• Supplied material
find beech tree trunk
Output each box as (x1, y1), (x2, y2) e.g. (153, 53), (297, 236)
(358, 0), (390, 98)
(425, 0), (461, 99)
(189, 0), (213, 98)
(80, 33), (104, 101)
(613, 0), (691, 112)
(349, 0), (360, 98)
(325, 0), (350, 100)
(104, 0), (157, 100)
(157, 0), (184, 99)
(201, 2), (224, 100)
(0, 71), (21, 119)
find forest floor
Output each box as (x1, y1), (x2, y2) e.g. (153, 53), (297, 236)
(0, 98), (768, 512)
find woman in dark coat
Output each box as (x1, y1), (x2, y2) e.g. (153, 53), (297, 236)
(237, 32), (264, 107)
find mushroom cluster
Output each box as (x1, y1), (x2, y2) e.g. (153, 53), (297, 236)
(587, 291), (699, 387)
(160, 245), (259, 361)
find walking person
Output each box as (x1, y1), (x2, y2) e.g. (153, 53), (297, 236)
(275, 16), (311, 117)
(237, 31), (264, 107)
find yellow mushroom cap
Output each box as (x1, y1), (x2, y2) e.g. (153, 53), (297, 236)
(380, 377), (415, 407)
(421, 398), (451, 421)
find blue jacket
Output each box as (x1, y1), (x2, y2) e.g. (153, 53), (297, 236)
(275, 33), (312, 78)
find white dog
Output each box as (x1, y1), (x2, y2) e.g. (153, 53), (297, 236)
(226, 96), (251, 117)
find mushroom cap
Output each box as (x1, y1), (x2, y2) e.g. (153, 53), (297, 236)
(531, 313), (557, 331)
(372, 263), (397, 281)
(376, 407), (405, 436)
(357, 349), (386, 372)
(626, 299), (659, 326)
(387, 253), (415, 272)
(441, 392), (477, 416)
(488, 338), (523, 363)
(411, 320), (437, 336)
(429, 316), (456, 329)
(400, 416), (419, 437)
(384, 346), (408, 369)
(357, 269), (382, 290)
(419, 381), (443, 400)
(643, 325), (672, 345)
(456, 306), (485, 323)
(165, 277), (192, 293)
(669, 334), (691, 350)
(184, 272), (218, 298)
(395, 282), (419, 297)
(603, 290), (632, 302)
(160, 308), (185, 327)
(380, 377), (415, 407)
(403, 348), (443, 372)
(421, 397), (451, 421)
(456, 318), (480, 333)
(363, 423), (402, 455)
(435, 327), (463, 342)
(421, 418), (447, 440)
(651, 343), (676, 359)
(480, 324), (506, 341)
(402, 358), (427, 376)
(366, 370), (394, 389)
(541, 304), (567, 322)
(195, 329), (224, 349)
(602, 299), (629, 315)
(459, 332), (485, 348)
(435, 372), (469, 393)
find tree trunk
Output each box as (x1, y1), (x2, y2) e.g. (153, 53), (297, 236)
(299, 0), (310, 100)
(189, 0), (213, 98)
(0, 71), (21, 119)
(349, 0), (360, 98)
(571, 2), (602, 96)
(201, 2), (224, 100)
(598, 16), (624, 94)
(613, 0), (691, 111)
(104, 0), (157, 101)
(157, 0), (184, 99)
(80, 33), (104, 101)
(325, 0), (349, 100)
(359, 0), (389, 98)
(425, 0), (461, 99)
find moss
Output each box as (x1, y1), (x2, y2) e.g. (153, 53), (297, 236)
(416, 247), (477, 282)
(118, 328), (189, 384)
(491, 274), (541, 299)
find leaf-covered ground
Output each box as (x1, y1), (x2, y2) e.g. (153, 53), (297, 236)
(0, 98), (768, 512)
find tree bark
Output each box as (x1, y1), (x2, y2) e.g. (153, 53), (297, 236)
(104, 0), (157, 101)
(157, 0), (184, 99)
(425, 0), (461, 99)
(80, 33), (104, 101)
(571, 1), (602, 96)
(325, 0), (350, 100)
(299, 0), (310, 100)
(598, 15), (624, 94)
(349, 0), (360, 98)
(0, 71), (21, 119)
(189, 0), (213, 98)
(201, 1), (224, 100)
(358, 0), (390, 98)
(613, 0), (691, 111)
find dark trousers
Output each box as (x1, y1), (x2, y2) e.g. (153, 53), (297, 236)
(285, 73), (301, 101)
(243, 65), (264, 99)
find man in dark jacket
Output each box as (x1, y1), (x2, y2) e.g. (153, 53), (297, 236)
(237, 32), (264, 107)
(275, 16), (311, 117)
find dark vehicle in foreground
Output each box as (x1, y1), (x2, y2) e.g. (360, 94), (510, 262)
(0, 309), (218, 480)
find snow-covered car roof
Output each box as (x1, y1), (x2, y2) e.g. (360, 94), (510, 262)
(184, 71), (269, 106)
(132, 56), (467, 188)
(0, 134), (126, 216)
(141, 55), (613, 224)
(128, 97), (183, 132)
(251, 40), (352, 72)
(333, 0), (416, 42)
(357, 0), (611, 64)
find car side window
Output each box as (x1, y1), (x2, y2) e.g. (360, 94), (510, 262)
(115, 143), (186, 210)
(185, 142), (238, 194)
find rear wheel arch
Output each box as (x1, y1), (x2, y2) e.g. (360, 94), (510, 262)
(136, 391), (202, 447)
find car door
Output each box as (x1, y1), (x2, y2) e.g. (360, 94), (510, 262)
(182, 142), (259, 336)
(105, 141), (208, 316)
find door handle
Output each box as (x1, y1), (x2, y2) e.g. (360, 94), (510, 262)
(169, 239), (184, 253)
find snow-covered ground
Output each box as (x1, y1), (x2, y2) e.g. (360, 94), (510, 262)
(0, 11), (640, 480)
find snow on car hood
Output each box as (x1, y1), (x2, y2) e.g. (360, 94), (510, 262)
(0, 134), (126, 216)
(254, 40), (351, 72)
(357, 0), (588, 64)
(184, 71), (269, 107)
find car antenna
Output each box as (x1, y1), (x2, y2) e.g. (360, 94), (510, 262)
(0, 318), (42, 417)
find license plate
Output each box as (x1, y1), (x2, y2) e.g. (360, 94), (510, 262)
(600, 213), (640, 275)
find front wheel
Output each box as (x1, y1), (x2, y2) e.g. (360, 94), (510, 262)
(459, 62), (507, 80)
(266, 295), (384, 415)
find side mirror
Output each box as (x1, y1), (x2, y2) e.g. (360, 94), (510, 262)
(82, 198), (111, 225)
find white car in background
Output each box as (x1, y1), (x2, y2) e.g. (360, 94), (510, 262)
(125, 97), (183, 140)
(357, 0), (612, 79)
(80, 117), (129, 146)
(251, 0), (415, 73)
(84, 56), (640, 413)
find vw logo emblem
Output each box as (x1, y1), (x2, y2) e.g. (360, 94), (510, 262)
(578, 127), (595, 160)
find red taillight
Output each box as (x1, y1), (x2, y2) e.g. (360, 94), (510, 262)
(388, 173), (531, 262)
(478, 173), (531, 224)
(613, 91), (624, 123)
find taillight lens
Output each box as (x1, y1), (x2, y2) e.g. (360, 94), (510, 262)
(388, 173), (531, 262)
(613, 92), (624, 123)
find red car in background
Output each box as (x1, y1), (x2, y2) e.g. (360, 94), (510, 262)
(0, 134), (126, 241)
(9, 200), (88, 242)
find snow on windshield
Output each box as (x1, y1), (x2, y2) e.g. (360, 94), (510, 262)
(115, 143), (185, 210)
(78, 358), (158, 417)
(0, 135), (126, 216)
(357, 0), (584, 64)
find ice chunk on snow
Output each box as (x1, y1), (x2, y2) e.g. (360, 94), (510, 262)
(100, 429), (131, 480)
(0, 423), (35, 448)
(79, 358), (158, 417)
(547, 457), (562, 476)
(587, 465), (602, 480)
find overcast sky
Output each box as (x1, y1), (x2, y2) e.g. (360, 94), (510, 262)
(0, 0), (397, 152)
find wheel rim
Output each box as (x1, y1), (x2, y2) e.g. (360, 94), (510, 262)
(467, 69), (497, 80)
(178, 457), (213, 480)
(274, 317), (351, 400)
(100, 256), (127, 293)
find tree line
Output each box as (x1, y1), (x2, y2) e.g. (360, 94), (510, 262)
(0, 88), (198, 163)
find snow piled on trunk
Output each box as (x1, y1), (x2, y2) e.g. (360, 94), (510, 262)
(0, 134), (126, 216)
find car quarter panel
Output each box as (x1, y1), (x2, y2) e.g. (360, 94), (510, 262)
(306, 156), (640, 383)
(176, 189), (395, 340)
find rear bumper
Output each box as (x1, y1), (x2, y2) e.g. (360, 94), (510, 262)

• What to produce
Locate "find ice chunk on snow" in the data above. Then repeat, exactly, its line and each line after it through the last, adding nothing.

• Solved exercise
find ice chunk on snow
Output each box as (x1, y1), (x2, y2) e.g. (360, 94), (510, 262)
(100, 429), (131, 480)
(0, 423), (35, 448)
(79, 358), (158, 417)
(547, 457), (562, 476)
(587, 465), (602, 480)
find overcast sky
Output each box as (x1, y1), (x2, y2) e.g. (360, 94), (510, 262)
(0, 0), (397, 152)
find wheel rim
Output each box as (x1, y1), (x2, y2) e.g. (360, 94), (510, 262)
(467, 69), (497, 80)
(178, 457), (213, 480)
(274, 317), (351, 400)
(100, 256), (127, 293)
find tree line
Output each box as (x1, y1), (x2, y2) e.g. (360, 94), (510, 262)
(0, 88), (198, 163)
find snow piled on trunk
Output each box as (x1, y1), (x2, y2) e.g. (360, 94), (510, 262)
(0, 134), (126, 216)
find car quarter panel
Output each box as (x1, y1), (x2, y2) e.g. (360, 94), (510, 262)
(306, 156), (640, 383)
(176, 189), (395, 340)
find rear bumper
Output each box as (x1, y1), (x2, y2) e.g. (360, 94), (510, 262)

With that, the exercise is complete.